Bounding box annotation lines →

>>>

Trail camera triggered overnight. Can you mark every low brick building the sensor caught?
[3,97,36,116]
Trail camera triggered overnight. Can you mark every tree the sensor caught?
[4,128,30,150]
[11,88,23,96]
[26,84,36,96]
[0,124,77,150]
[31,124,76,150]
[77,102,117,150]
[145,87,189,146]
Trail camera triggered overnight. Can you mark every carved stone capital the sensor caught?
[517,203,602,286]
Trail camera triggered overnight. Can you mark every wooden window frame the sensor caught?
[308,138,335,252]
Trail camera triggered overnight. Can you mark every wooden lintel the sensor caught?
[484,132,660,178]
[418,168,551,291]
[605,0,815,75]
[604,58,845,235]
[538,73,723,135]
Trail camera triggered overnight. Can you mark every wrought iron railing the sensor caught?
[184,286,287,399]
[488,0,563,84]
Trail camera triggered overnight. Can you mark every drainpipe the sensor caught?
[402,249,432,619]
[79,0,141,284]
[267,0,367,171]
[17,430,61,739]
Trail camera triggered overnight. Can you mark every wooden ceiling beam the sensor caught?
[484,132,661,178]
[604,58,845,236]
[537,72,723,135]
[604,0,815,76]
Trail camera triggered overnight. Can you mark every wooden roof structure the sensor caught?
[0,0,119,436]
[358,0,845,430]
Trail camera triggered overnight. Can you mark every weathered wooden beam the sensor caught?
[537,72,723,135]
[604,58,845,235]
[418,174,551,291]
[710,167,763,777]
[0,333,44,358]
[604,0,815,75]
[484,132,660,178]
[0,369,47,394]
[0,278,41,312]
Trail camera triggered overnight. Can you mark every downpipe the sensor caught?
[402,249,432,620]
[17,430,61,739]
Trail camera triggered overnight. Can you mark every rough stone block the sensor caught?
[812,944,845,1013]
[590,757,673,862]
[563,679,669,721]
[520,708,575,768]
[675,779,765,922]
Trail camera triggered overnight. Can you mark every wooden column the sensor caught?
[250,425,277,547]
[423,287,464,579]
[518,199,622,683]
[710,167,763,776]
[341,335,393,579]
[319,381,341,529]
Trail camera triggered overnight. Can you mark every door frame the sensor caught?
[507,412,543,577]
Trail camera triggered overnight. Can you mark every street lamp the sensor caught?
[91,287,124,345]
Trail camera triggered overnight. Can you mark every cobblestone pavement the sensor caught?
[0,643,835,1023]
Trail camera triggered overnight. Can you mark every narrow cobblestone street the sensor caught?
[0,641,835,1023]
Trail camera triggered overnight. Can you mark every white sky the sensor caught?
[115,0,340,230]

<<<

Exercise directions →
Reproduce all of the lines above without any changes.

Result below →
Trail camera triggered overnight. Can you mark every low brick building the sensor caught?
[3,97,36,116]
Trail camera triggered overnight. Can you mark every tree the sensor caught?
[4,128,30,150]
[11,88,23,96]
[26,84,36,96]
[0,124,77,150]
[31,124,76,150]
[77,102,117,150]
[145,87,189,146]
Trail camera triggered overnight. Can you mark every carved stone capital the sensor caught?
[517,203,602,286]
Trail camera triggered overnight. Can you mark every wooden window frame the sensor caught?
[308,138,335,252]
Trail camera triggered overnight. Can you mark every wooden lintel the sensor caught?
[484,132,660,178]
[418,168,551,291]
[605,0,815,75]
[604,58,845,235]
[538,73,723,135]
Trail camera triggered overnight. Can you mark every wrought iron railing the sensor caught?
[184,286,287,399]
[488,0,563,84]
Trail camera triggered overnight. Can you mark every drainpipe the sensor caught?
[402,249,432,619]
[79,0,141,284]
[267,0,367,171]
[17,430,61,739]
Trail camera triggered overnight. Can you mark every wooden ceiling beam the sensor caught?
[484,132,661,178]
[604,58,845,236]
[537,72,723,135]
[604,0,815,76]
Trail camera triggered overnight. Can you mark every wooden roof structure the sensor caught?
[0,0,119,436]
[358,0,845,430]
Trail camera triggered overnight. Can you mark every weathered wooden beam the sensor caught?
[537,72,723,135]
[604,58,845,235]
[418,174,551,291]
[710,167,763,777]
[0,333,44,358]
[604,0,815,75]
[484,132,660,178]
[0,369,47,394]
[0,278,41,312]
Trail camera triggered overnight. Can you mark every downpipe the sensor caught?
[402,249,432,620]
[17,430,61,739]
Trail camera triggered overnight. Can you mark every rough stone block the sensor caught?
[812,944,845,1013]
[590,757,673,862]
[563,679,669,721]
[520,708,575,768]
[675,779,765,922]
Trail camera triggered overnight. Can you mark every wooden column the sensor caught?
[250,425,277,547]
[423,287,464,579]
[518,199,622,683]
[710,167,763,776]
[341,335,393,579]
[319,381,341,529]
Trail camera triggered overnight. Can you mark every door frame the sensor caught?
[507,412,543,577]
Trail camera triggered overnight. Can you mark every street lamp the sensor caught?
[91,287,124,345]
Trail camera triggered overnight. Can you mark every cobblestone pavement the sensor caught?
[0,643,835,1023]
Trail camera triggered overnight. Can you mark every narrow cobblestone street the sensor caught?
[0,641,835,1023]
Trail camera triggered overnight. Can you mark every white sky the sensor caught?
[115,0,340,230]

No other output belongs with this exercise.